:: Available data ::
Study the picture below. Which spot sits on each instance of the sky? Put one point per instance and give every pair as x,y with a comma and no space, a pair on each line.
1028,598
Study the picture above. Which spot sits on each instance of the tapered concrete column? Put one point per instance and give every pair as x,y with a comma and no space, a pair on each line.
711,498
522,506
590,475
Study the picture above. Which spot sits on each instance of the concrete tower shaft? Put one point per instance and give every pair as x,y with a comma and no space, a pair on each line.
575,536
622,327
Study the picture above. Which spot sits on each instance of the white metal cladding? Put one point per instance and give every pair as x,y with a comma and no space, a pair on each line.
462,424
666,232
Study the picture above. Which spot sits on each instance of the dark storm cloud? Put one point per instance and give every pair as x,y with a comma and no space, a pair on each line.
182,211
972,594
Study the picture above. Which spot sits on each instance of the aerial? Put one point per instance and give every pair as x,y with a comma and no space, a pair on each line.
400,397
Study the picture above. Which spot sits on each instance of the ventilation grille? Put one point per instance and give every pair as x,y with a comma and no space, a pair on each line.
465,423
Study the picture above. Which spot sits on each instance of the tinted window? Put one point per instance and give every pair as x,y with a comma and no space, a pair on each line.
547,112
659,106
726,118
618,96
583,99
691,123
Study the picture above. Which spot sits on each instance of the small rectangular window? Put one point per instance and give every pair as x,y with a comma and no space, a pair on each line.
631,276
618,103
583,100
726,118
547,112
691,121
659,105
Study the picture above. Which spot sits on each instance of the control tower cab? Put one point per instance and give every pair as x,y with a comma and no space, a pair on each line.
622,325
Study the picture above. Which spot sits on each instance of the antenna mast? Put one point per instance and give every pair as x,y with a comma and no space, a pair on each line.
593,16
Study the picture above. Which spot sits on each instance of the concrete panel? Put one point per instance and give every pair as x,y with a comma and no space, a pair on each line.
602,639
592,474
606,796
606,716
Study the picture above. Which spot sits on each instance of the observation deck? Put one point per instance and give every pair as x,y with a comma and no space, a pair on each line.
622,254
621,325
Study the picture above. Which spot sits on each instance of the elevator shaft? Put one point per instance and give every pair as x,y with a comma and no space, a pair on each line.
:::
• _Work order_: Only exact copies of the lines from the one containing "of the small" to the end of the records belong in the answer.

• _Task solution_:
Study the picture above. Which spot sits on each instance of the small rectangular window? Put one point per instance and give every pair as x,y with a comma and no space, a pair on each line.
631,276
618,103
583,100
726,118
547,112
691,121
659,105
Study the picture above. Which spot sits on each instance of the control tower cab? Put one point per instance and give every pair as x,y with a comma and no space, a pair on each line.
622,325
Study the picture above. Which spot sits on each instance of the antenna mast? Put one point per instance and give every pair as x,y with a comma and no space, a pair on each line.
593,16
Study the picture above. Which spot sits on each instance of the concrete panel? Put one point per instance and give every pair as x,y with a comma and no space, a pair on each line.
602,639
592,474
606,796
606,716
Study the picture above. Which spot sits on each instance of the observation deck? Put one point per instance and give every pair as x,y with a comma and no space, a pair on each line.
622,254
621,325
Study the picture above. Which spot sits on each instance of the elevator shaft? Put one point per instance and give every pair as x,y with a comma and no space, a pair on each line.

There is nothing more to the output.